## [WRITTEN TASK A]
Copy word for word the stretch of the records from the line containing "of the woman" through the line containing "Query: woman".

++++ SOURCE EXCERPT

*posted on* Mar 9, 2024

# How a puzzle game hides a graph problem

A popular puzzle game on the App Store "Kami 2"^{1} recently caught my attention. Surprisingly, this game was released 7 years ago in 2017, and it's still got new "daily puzzle"s curated daily.

## Introducing Kami 2

The basic idea is to change the color of each segment in an image[^2]. Once two neighboring segments have the same color, the two segments fuse to become one larger segment. The ultimate goal is to fuse all segments to fill the entire screen with one color, within a predetermined quota of color changes.

Let's visualize this using a publicly-shared example from the official Kami 2 product page. I've drawn my own figure to convey the general idea of the puzzle, along with a possible solution to the puzzle. For this puzzle, you are only allowed two color changes. For each color change, you can (1) change the color of any segment and (2) change that segment's color to any other color present in the image.

*The starting puzzle has one cyan segment, two orange segments, and two tan segments. I've used black outlines to highlight the segment that undergoes a color change. Here's one possible solution: In step 1, change the center cyan segment to orange. In the step 2, change the center orange segment to tan. We've now colored all segments in the image the same color (tan) in just 2 moves. We've completed this puzzle.*

Our goal in this post to formalize an algorithm for solving these puzzles — first by formulating a set of heuristics we can play the game by.

## The hidden graph problem (is not helpful)

Let's see how to translate a Kami game into a graph problem.

- How to build the graph: It turns out that every puzzle is a valid graph coloring; each segment is a node, and segments that share an edge on the board share an edge in this graph.
- How each move is represented: Each time we switch colors for a segment, we're changing colors for a node in the graph. Neighboring nodes of the same color are automatically contracted (i.e., merged).

++++++++
++++ DATA SUPPLIED

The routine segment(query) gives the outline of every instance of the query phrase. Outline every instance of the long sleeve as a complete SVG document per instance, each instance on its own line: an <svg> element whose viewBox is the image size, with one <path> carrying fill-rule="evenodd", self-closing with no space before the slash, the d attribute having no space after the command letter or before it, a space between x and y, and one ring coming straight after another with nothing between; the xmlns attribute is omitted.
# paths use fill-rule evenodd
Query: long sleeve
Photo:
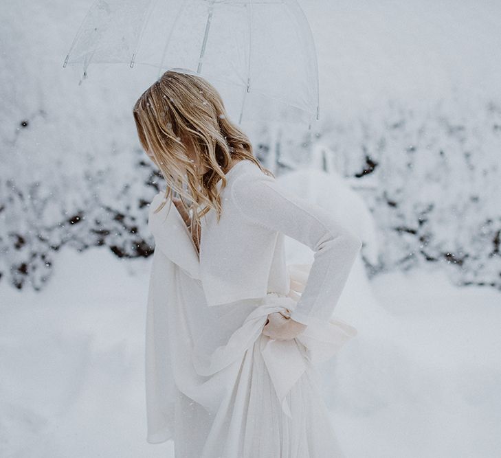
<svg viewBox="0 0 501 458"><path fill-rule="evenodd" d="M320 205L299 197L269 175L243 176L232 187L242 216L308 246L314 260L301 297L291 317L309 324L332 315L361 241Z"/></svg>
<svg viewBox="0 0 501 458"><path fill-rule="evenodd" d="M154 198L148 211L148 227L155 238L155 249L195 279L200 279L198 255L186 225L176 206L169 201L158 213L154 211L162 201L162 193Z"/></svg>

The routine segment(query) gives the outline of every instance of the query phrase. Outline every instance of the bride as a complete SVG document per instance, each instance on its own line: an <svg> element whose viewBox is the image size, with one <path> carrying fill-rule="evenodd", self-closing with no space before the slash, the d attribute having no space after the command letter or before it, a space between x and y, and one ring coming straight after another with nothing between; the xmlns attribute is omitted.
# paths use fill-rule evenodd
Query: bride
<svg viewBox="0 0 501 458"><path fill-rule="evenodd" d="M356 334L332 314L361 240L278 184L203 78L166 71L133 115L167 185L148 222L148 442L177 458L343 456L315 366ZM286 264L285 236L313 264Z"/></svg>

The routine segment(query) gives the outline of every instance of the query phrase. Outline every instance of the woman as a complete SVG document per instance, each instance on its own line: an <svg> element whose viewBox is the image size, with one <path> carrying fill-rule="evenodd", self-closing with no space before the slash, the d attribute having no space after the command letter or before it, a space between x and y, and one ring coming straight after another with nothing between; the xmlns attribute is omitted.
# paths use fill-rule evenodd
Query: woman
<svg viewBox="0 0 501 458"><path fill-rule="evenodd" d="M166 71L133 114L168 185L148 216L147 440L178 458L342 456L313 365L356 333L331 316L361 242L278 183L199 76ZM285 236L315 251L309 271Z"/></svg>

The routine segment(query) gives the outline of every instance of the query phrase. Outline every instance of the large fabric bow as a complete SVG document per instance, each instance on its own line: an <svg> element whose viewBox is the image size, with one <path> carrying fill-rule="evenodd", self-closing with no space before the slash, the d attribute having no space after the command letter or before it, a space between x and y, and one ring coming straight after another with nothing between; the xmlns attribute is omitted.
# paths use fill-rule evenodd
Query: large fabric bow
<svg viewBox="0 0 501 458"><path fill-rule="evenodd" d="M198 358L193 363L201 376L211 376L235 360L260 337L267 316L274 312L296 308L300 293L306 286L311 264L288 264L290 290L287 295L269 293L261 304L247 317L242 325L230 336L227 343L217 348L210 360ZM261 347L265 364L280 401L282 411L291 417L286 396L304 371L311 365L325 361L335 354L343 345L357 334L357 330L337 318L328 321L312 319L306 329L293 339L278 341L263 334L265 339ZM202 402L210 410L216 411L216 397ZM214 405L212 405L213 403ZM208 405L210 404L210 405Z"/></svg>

++++++++

## [WRITTEN TASK B]
In the post about the puzzle game Kami 2, what year was the game released?

## [REPLY A]
The routine segment(query) gives the outline of every instance of the query phrase. Outline every instance of the woman as a complete SVG document per instance, each instance on its own line: an <svg> element whose viewBox is the image size, with one <path> carrying fill-rule="evenodd", self-closing with no space before the slash, the d attribute having no space after the command letter or before it, a space between x and y, and one ring coming straight after another with nothing between; the xmlns attribute is omitted.
# paths use fill-rule evenodd
Query: woman

## [REPLY B]
2017